- _Records shown_
## BEGIN
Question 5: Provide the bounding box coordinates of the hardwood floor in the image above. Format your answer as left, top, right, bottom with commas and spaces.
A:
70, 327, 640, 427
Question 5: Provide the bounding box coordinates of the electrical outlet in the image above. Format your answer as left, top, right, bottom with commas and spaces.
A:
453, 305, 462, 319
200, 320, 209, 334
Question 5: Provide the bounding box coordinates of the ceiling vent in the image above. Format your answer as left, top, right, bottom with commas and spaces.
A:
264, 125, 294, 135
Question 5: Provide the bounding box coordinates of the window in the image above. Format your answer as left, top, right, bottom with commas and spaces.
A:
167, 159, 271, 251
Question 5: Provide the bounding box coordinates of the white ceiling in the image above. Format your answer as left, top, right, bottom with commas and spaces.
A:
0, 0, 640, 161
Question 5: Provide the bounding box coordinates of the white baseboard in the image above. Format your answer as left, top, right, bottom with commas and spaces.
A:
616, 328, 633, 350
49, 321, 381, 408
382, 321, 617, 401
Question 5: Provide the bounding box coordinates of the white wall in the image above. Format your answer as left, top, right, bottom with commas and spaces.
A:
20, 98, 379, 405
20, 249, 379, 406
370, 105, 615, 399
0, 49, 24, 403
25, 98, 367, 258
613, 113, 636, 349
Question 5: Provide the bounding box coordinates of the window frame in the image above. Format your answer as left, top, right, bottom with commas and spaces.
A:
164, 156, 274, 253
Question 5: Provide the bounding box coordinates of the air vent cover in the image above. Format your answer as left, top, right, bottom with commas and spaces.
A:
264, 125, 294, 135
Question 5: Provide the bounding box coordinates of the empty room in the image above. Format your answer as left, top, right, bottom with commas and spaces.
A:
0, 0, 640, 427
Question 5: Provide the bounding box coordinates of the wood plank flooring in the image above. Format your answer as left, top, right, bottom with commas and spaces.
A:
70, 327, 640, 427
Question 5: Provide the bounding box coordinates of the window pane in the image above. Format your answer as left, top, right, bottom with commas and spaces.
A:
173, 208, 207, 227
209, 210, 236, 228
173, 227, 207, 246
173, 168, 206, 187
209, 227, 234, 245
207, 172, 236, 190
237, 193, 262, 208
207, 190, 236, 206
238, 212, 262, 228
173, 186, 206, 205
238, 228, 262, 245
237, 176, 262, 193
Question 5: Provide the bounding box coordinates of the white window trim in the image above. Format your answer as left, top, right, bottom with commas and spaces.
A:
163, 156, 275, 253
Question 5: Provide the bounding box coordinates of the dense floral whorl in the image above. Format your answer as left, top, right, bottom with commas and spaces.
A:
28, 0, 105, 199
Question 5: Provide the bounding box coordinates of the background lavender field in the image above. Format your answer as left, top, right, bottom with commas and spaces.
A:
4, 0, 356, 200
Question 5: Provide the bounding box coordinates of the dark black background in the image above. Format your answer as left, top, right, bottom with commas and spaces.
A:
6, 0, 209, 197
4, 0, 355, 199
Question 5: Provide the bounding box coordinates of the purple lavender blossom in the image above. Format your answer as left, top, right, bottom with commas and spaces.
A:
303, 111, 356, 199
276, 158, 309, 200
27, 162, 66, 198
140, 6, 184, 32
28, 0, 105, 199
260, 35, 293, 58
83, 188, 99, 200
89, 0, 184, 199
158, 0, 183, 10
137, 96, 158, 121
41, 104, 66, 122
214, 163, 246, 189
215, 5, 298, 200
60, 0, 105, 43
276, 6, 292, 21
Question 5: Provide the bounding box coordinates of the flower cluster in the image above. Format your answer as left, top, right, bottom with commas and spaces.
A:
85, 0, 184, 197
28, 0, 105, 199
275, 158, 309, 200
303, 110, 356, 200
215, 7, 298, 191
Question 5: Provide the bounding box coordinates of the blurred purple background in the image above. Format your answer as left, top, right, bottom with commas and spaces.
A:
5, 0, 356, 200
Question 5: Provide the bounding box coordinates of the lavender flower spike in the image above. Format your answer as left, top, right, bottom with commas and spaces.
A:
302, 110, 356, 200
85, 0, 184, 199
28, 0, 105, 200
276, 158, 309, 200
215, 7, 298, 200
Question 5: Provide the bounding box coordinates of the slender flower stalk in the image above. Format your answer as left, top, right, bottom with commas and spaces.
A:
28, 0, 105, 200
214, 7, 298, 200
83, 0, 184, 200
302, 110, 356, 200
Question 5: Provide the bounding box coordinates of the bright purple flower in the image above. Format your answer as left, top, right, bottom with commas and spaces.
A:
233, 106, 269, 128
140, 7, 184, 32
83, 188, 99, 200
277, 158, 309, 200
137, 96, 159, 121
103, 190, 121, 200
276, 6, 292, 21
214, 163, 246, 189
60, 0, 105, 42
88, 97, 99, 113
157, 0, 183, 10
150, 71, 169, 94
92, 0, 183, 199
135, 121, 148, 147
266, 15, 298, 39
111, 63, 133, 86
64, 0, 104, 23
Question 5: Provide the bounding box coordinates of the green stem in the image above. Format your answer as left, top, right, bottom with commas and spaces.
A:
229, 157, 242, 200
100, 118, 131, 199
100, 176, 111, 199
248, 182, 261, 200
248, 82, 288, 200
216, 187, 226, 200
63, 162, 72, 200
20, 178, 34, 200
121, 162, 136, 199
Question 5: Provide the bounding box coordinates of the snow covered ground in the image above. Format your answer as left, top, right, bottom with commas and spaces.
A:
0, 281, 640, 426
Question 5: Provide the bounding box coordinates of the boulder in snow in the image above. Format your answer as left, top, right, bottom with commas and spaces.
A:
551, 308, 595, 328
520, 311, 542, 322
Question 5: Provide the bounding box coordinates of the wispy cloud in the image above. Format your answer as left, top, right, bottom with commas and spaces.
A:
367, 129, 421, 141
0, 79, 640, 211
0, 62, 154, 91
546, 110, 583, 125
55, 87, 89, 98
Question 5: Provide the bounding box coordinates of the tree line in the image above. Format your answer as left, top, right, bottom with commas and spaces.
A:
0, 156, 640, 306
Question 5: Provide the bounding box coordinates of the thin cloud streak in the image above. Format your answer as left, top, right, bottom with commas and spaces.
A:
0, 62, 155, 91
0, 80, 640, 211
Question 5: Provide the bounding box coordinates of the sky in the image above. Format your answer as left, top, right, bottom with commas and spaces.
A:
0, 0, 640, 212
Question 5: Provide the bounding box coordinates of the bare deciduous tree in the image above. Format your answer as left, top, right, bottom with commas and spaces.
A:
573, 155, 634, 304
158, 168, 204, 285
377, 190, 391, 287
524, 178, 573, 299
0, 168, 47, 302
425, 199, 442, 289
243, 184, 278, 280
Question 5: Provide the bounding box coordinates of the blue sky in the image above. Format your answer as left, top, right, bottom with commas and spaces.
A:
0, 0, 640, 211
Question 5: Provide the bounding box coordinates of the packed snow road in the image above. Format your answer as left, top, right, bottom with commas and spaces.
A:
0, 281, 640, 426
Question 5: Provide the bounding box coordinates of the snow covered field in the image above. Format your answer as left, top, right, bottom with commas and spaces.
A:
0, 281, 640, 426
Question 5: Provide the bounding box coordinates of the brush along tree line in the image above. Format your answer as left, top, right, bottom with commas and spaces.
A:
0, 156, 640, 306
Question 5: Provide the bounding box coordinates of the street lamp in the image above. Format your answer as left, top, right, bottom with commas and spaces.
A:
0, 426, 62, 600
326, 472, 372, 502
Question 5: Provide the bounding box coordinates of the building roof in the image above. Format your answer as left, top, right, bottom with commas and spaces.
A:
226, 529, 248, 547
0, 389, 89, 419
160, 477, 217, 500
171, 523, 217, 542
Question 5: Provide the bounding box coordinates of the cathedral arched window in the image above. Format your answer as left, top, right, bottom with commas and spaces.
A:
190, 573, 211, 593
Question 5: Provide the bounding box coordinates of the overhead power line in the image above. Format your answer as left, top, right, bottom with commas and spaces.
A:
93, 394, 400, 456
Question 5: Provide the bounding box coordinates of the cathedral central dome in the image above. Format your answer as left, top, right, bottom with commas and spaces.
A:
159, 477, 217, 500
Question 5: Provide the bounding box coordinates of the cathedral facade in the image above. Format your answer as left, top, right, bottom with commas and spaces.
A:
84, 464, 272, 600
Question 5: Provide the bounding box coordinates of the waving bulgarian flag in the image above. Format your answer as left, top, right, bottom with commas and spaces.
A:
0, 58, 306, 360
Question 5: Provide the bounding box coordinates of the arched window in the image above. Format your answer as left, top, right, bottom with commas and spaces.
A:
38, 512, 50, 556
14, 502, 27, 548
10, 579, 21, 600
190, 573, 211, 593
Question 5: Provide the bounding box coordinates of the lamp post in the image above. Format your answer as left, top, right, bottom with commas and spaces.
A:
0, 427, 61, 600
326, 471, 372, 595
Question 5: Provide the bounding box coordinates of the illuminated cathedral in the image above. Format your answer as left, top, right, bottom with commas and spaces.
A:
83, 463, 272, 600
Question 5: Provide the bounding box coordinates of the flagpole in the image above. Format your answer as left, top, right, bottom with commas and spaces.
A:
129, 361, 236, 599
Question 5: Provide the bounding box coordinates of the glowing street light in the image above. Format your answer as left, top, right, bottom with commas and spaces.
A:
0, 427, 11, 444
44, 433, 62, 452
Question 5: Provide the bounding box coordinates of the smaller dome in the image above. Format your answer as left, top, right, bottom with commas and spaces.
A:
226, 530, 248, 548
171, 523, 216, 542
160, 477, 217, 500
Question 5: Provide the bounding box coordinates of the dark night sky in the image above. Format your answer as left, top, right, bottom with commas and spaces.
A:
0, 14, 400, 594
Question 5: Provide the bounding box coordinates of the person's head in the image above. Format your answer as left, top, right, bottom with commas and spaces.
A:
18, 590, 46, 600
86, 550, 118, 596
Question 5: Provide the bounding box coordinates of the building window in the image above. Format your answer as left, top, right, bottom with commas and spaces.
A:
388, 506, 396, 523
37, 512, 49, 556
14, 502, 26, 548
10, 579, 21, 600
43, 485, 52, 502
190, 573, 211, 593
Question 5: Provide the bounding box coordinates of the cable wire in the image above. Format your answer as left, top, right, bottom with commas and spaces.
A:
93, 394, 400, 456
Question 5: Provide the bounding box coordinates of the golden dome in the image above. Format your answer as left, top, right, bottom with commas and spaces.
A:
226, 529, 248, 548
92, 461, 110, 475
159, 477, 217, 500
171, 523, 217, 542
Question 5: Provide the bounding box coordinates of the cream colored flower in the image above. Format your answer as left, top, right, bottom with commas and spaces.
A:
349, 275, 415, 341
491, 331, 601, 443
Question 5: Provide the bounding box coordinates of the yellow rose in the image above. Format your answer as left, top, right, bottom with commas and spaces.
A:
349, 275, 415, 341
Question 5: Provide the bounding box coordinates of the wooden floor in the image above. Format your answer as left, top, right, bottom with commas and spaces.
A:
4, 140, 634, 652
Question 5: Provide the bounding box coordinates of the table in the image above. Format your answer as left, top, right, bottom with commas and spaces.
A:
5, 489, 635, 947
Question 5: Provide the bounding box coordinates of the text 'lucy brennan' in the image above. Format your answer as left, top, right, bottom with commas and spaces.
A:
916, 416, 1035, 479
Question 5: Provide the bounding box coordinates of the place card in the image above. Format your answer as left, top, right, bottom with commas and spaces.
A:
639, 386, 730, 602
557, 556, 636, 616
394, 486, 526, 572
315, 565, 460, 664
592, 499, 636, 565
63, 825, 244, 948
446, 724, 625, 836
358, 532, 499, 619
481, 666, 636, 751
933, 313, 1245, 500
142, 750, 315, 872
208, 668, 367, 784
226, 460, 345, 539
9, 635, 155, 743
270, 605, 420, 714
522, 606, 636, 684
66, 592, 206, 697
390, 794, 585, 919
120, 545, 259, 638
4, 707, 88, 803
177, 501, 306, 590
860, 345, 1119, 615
## END
- _Problem details_
Rewrite the items as a numbered list with blank lines omitted, beginning with the line containing "Question 5: Provide the bounding box coordinates of the blurred" and continuing through the line containing "5, 0, 356, 200".

- _Task result_
1. Question 5: Provide the bounding box coordinates of the blurred purple background in the image above. Format your answer as left, top, right, bottom with commas and spaces.
2. A:
3. 5, 0, 356, 200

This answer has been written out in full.